Penulis : Lauren Oliver
Penerbit : Mizan Fantasi
Tahun : Desember 2011
Halaman : 515 halaman
Harga : 50.000 (Yeah kurang lebih lahhh ....)
Genre : Fantasi Romantis
Resensi :
Love is Disease. Itulah konsepnya. Bahwa manusia sehat
adalah manusia yang tidak menanggapi segala hal ke hati lalu mencintai, segala
bentuk cinta dilarang karena menjadi sumber segala penyakit. Orang yang
mencintai dianggap binatang.
Hari itu Lena Halloway yang sudah tidak sabar menunggu
–Prosedur Penyembuhan- semacam proses untuk membuat kita tidak lagi mencintai.
Tetapi di tengah proses, ketika Lena diwawancarai, keributan terjadi, dan dia
melihat Alex Sheates disana tersenyum, Lena meyakini dialah biang kerusuhan
yang terjadi. Awalnya dia tidak terlalu memperdulikannya, tetapi pertemua kedua
dengan Alex ketika Lena dan Hanna sahabatnya jogging sore dan masuk daerah
terlarang membuat Lena tahu bahwa keberadaan Alex saat dia diwawancarai adalah
karena dia seorang penjaga –satpam- tempat itu. Meski begitu Lena masih merasa
janggal.
Pertemuan lain berlanjut membuat Lena yakin bahwa Alex bukan
penjaga keamanan biasa, dia aneh, dia terlalu longgar, sikapnya seperti seorang
invalid –orang yang tidak mau atau tidak bisa disembuhkan dan memberontak-
tetapi dia menepis pikiran itu karena tidak mungkin invalid berada di kota dan
Alex punya luka bekas Proses Penyembuhan.
********************
→ **Daftar Tugas**:
- a) Tentukan apakah setiap pernyataan berikut sesuai dengan resensi novel di atas. Jawab ya atau tidak, lalu kutip kata-kata resensi yang menjadi penentunya. (i) Buku ini diterbitkan oleh Mizan Fantasi. (ii) Pertemuan kedua Lena dengan Alex terjadi ketika Lena sedang berbelanja bersama Hanna. (iii) Alex punya luka bekas Proses Penyembuhan.
- b) Tulis ulang bagian resensi novel di atas antara "Genre : Fantasi" dan "mencintai dianggap binatang.", inklusif, dengan mengganti "binatang" menjadi "hewan".
- c) Lanjutkan resensi novel tentang Lena dan Alex di atas mulai dari kalimat terakhirnya.

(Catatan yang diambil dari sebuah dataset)
********************
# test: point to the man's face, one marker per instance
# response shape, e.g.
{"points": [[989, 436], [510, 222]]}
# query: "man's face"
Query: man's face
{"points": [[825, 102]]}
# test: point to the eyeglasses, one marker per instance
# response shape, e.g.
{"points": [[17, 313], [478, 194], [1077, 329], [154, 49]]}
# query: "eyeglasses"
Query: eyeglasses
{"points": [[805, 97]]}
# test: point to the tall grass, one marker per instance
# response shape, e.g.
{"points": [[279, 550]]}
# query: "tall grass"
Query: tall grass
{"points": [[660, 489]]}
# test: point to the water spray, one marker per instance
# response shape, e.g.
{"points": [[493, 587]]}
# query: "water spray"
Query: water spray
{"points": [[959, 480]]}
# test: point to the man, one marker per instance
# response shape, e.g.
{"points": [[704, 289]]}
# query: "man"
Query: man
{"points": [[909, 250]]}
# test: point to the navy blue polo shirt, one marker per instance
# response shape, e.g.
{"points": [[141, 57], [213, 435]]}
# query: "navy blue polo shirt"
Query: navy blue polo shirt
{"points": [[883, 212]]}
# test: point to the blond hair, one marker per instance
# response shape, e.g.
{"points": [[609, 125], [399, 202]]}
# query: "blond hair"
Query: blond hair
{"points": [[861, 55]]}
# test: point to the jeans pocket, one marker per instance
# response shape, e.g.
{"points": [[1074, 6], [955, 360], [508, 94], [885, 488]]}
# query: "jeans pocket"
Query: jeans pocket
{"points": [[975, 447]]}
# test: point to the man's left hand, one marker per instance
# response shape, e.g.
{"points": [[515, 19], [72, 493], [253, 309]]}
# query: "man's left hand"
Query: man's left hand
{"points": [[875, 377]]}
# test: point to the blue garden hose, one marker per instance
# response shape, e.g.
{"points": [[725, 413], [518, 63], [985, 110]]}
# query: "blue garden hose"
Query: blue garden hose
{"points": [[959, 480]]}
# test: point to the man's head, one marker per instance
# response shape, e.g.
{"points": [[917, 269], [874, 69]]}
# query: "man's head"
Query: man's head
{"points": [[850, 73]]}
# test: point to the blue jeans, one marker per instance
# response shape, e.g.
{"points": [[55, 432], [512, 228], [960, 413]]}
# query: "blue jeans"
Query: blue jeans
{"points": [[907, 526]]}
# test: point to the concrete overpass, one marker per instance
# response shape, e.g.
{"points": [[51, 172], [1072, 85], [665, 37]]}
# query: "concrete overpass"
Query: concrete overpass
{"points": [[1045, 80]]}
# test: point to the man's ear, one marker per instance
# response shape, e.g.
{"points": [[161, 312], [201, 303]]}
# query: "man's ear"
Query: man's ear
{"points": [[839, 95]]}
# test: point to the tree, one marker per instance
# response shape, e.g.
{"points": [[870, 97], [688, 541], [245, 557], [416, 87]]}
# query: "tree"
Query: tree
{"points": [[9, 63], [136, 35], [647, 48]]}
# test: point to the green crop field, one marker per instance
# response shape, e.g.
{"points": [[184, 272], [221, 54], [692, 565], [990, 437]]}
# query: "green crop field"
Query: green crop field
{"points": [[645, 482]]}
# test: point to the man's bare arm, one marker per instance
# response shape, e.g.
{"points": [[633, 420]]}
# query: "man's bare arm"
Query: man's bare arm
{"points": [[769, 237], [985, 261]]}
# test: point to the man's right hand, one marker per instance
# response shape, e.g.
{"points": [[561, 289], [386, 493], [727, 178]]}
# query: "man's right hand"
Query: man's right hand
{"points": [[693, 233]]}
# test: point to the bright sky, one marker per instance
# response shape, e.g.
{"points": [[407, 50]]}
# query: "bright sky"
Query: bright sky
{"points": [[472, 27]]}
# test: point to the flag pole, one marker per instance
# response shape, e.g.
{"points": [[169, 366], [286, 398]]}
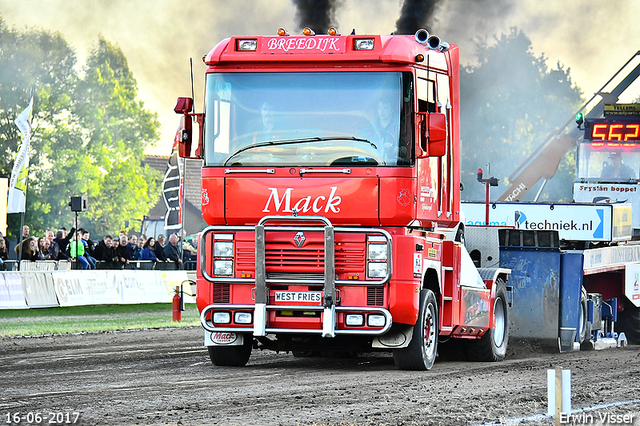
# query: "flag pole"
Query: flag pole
{"points": [[20, 236]]}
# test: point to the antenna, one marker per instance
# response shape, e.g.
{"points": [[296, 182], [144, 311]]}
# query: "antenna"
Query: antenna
{"points": [[193, 96]]}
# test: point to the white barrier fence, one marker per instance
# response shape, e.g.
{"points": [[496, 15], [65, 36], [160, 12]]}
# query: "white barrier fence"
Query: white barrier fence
{"points": [[38, 289]]}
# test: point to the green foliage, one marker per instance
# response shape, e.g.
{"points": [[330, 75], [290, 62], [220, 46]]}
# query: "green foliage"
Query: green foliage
{"points": [[510, 102], [89, 132]]}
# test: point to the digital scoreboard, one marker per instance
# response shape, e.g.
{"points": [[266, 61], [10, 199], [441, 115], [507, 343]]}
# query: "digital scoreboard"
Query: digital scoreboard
{"points": [[606, 129]]}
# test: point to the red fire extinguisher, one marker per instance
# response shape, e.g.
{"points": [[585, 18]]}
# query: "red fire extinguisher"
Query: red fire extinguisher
{"points": [[177, 312]]}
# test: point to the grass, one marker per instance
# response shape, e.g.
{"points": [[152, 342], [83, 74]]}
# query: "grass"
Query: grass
{"points": [[78, 319]]}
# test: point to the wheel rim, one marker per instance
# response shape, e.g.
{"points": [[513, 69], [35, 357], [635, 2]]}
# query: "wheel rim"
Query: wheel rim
{"points": [[498, 322], [429, 331]]}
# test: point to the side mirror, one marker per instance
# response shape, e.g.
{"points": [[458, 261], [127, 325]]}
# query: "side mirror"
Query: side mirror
{"points": [[434, 134], [185, 106]]}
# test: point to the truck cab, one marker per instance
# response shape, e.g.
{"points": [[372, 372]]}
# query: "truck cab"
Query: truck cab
{"points": [[330, 169]]}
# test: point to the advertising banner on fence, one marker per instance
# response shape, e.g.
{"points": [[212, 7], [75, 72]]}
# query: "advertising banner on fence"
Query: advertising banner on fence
{"points": [[140, 286], [76, 288], [39, 289], [574, 222], [11, 292]]}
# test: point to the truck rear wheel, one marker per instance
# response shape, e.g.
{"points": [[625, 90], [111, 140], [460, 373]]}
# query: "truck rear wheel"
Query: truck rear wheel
{"points": [[231, 356], [422, 350], [493, 345], [630, 323]]}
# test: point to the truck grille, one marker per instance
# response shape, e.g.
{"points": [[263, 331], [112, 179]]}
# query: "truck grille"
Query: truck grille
{"points": [[375, 296], [220, 293], [283, 257]]}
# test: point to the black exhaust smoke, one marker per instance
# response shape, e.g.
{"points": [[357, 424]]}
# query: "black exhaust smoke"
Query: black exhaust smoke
{"points": [[416, 14], [316, 14]]}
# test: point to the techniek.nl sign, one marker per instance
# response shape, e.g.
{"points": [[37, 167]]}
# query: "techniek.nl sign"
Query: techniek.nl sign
{"points": [[573, 222]]}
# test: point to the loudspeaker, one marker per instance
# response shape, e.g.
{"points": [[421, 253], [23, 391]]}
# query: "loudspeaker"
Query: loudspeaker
{"points": [[78, 204]]}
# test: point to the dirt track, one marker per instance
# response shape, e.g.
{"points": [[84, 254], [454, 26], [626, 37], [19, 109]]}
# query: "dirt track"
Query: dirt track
{"points": [[165, 377]]}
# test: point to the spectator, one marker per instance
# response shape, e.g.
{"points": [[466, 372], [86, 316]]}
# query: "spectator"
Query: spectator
{"points": [[78, 253], [141, 241], [159, 248], [148, 253], [132, 248], [104, 252], [43, 249], [62, 238], [20, 239], [90, 259], [171, 250], [54, 250], [189, 253], [91, 245], [4, 253], [29, 249], [120, 250]]}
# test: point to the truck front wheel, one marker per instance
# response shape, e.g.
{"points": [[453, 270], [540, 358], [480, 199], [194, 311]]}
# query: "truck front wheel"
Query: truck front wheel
{"points": [[493, 345], [231, 356], [422, 350]]}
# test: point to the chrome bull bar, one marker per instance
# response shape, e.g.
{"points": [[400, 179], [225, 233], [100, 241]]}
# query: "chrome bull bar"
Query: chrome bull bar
{"points": [[208, 325], [261, 281]]}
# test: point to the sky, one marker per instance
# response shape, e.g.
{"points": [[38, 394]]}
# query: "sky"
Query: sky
{"points": [[593, 38]]}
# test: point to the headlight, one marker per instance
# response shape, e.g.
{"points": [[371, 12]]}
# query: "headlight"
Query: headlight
{"points": [[354, 320], [223, 267], [377, 251], [376, 320], [242, 318], [377, 270], [221, 317], [223, 249]]}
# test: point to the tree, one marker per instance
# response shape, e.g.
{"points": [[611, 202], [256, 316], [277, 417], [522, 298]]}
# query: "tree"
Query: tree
{"points": [[510, 102], [89, 132]]}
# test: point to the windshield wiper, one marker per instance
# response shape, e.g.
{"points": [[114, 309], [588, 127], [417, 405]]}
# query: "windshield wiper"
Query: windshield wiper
{"points": [[302, 140]]}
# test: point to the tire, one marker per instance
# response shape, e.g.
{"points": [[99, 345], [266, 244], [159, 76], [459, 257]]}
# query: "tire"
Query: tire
{"points": [[231, 356], [422, 350], [630, 323], [492, 346]]}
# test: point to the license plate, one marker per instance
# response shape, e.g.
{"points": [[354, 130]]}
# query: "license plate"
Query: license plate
{"points": [[298, 296]]}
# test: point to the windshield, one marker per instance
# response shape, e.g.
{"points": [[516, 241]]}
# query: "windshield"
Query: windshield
{"points": [[306, 119], [608, 162]]}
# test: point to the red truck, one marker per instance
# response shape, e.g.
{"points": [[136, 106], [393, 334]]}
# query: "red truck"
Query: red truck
{"points": [[331, 184]]}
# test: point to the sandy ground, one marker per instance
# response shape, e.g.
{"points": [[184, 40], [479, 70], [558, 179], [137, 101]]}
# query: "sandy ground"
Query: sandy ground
{"points": [[164, 377]]}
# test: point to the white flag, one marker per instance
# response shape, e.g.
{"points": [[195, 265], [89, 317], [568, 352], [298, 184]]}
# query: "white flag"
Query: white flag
{"points": [[18, 182]]}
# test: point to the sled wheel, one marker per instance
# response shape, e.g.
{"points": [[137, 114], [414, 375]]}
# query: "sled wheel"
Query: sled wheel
{"points": [[231, 356], [422, 350], [630, 323], [493, 345]]}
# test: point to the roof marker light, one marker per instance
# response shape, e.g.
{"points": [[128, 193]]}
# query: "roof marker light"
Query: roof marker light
{"points": [[363, 44], [246, 45]]}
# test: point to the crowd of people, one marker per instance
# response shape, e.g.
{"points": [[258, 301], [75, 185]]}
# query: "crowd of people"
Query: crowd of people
{"points": [[119, 251]]}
********************
→ **Hasil Tiap Tugas**:
- a)
(i) Ya: "Penerbit : Mizan Fantasi"
(ii) Tidak: "ketika Lena dan Hanna sahabatnya jogging sore dan masuk daerah terlarang"
(iii) Ya: "Alex punya luka bekas Proses Penyembuhan."

- b)
Genre : Fantasi Romantis
Resensi :
Love is Disease. Itulah konsepnya. Bahwa manusia sehat
adalah manusia yang tidak menanggapi segala hal ke hati lalu mencintai, segala
bentuk cinta dilarang karena menjadi sumber segala penyakit. Orang yang
mencintai dianggap hewan.

- c)
Akhirnya keduanya tetap saling mencintai, Lena yang begitu
kuat memegang teguh bahwa cinta adalah penyakit berubah pikiran setelah
langsung merasakan bagaimana cinta itu, dan kenyataan bahwa Alex berbohong
tidak membuatnya surut untuk hidup bersama Alex.
Celotehan :
Sebenarnya ni buku udah aku baca lama sebelum ngetik resensi
ini, sehingga dia harus aku keluarkan dari persemayaman sekedar mengingatkan
hal-hal remeh yang terlupakan seperti nama lengkap Alex yaitu Alex Sheates.
Oke, jadi waktu itu aku pulang kampus dan ngelewatin sebuah
toko buku, persinggahan pertama gak bikin aku ngambil buku ini, cuma mematutnya
didepan mata kemudian membawanya dalam mimpi (secara tak sadar tentunya) dan
merasa seperti telah melewatkan cowok ganteng yang menyapaku sehingga lusanya
aku kembali membawa buku ini ditangan. Tak ada yang istimewa sebenarnya, namun
entah kenapa covernya cukup menarik. Untuk konsep sendiri, dilihat dari
sinopsis belakang jelas, menceritakan sebuah dunia dengan cinta sebagai
penyakit, dan satu kata ‘absurd’ –sangat- tapi daya tariknya lebih kuat dan
setelah membaca isinya memang semua pemikiran absurd itu hilang. Cara Lauren
bercerita, oh membuat aku jatuh cinta pada Alex, membayangkan dirinya yang
jangkung, kurus, kaos longgar, dan wajah tampan berandalan. Alurnya pun lumayan
cepat (Bahkan ketika ada 515 halaman yang pasti termasuk tebal dan kenyataan
bahwa ceritanya punya sekuel) entah hanya perasaanku saja atau memang cepat dan
itu bagus.
Kekurangannya mungkin ada pada konsep –cinta adalah
penyakit- yang menggantung, memang disitu dikatakan bahwa semua jenis cinta
adalah penyakit, SEMUA. Tetapi entah mengapa semakin jauh cerita berjalan,
cinta itu sendiri menjadi definisi yang sempit hanya pada lawan jenis. Ada
beberapa peristiwa atau penggambaran perasaan yang menunjukan rasa cinta antar
keluarga, misalnya pada keluarga Lena, sulit dipungkiri meskipun dalam
kecanggungan ada sedikit kasih sayang, lalu persahabatannya dengan Hanna, yang
awalnya aku pikir –Hey, itu melanggar hukum, kenapa cuma Alex- dan aku merajuk
tidak ingin melanjutkan membaca selama sedetik. Lalu lanjut lagi sampai habis.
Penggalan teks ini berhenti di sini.